◆ TEXT PASSAGE ◆

The post-Cold War period institutionalised the Western template in the architecture of international law and international organisations, giving it a formal, normative framework that obscured its particularity behind the appearance of universality.
Iraq demonstrated that the function of moral language extends beyond pre-intervention justification into post-failure repair: when the strategic case collapsed, the humanitarian narrative was amplified rather than abandoned, converting the suffering produced by the intervention into retrospective evidence of its necessity.
Libya demonstrated that the humanitarian mandate, once invoked, becomes a mechanism for exceeding itself. Civilian protection becomes regime change, becomes institutional collapse, becomes regional destabilisation, becomes migration crisis, and this cascade is not contingent but structural, a predictable consequence of intervening in complex political environments with short-term military instruments and no sustained commitment to the post-intervention order.
The selectivity record Rwanda ignored while Kosovo acted upon, Yemen enabled while Libya targeted, confirmed that the norm does not activate when moral urgency is highest, but when strategic conditions align.
This dual character of humanitarian intervention must be held in view without resolving the tension it creates. The moral vocabulary is both indispensable, as it is the only available idiom for articulating obligations to strangers across state borders, and without it, the case for any international response to atrocity is weakened and consistently instrumentalised in ways that serve the interests of the powerful and reproduce the hierarchies it claims to challenge. The vocabulary cannot be abandoned without cost, and it cannot be trusted without scrutiny. That is the uncomfortable position the evidence demands.
In a multipolar era, this tension is sharpening rather than resolving. Rising powers, including China and Russia, and coalitions within the Global South increasingly contest liberal interventionism not primarily because they are indifferent to human rights, but because they recognise the norm as a mechanism of Western authority and a threat to their own sovereignty.
That recognition, whatever its own political motivations and whatever the human rights records of the states expressing it, is analytically accurate. The norm has functioned as a mechanism of Western authority. Contesting it on those grounds is not simply bad-faith obstructionism; it is a response to a real structural feature of the norm’s operation.
Reforms are possible and worth pursuing. Stronger multilateral authorisation thresholds that require broader consensus before force is authorised could raise the political cost of unilateral action dressed up as collective responsibility.
Independent monitoring mechanisms that track compliance with intervention mandates could reduce the scope for the kind of mandate creep exemplified by Libya. Clearer legal constraints on the relationship between civilian protection and regime change could limit the distance between what is authorised and what is executed.
Meaningful accountability frameworks that impose genuine political and legal costs on intervening powers for post-intervention outcomes could create incentives for longer-term commitment and against the short-termism that has characterised most interventions examined here.
None of these reforms will eliminate the power asymmetries that are the root cause of the pattern documented in this blog. What they can do is raise the political cost of hypocrisy and, in a domain where moral language is the primary instrument of legitimation, where the capacity to appear ethical is itself a form of power, raising that cost is not a trivial achievement.
Until the architecture of global power is genuinely democratised, however, humanitarian intervention will remain what it has historically been: an instrument of the strong, dressed in the language of the universal. What appears as moral obligation is, in practice, discretionary power, and the distance between those two things is where the politics lives.

◆ WORK INSTRUCTION A ◆
Reproduce the passage on humanitarian intervention from "In a multipolar" through "the norm’s operation.".
◆ WORK INSTRUCTION B ◆
Translate this sentence from the passage on humanitarian intervention into Spanish: "The vocabulary cannot be abandoned without cost, and it cannot be trusted without scrutiny."

Photo-based referring expression data
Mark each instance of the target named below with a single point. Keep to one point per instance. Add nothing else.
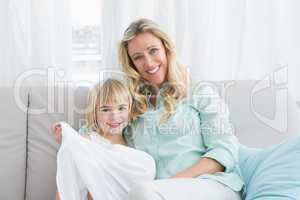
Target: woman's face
(112, 118)
(148, 54)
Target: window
(86, 39)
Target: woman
(184, 126)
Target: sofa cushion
(13, 111)
(262, 113)
(272, 173)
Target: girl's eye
(153, 51)
(104, 110)
(122, 108)
(137, 58)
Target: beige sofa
(262, 114)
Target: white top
(106, 170)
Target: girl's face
(113, 118)
(148, 54)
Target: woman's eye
(122, 108)
(153, 51)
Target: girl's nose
(148, 61)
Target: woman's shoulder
(203, 94)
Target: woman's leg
(184, 189)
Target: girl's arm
(203, 166)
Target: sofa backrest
(13, 128)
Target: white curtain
(217, 39)
(35, 35)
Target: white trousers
(106, 170)
(183, 189)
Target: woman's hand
(203, 166)
(56, 129)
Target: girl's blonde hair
(109, 91)
(178, 78)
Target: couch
(262, 112)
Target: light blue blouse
(200, 127)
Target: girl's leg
(184, 189)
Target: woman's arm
(203, 166)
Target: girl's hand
(56, 129)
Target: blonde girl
(100, 165)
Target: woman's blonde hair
(178, 78)
(109, 91)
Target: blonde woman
(100, 165)
(183, 125)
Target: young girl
(99, 165)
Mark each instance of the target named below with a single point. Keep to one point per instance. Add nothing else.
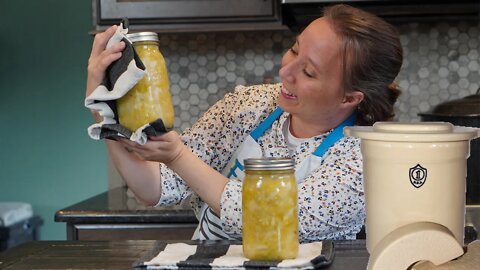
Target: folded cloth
(120, 77)
(224, 255)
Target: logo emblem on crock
(418, 175)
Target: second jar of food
(150, 98)
(270, 209)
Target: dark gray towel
(121, 76)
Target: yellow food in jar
(270, 215)
(150, 98)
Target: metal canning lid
(143, 36)
(258, 164)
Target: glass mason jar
(270, 209)
(150, 98)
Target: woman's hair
(372, 58)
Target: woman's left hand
(166, 148)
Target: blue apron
(210, 224)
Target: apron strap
(266, 124)
(334, 136)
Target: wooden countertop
(89, 255)
(116, 206)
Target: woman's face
(312, 76)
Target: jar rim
(269, 164)
(143, 36)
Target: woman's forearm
(205, 181)
(141, 176)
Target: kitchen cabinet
(188, 15)
(114, 215)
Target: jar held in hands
(150, 99)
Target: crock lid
(467, 106)
(413, 132)
(143, 36)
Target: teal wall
(46, 156)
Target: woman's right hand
(101, 58)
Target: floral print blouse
(331, 199)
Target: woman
(339, 72)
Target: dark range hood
(299, 13)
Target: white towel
(223, 255)
(121, 76)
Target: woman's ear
(353, 98)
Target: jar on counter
(270, 209)
(150, 99)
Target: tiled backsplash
(441, 62)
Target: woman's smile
(286, 94)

◆ WRITTEN ANSWER A ◆
In a multipolar era, this tension is sharpening rather than resolving. Rising powers, including China and Russia, and coalitions within the Global South increasingly contest liberal interventionism not primarily because they are indifferent to human rights, but because they recognise the norm as a mechanism of Western authority and a threat to their own sovereignty.
That recognition, whatever its own political motivations and whatever the human rights records of the states expressing it, is analytically accurate. The norm has functioned as a mechanism of Western authority. Contesting it on those grounds is not simply bad-faith obstructionism; it is a response to a real structural feature of the norm’s operation.

◆ WRITTEN ANSWER B ◆
El vocabulario no puede abandonarse sin costo, y no se puede confiar en él sin escrutinio.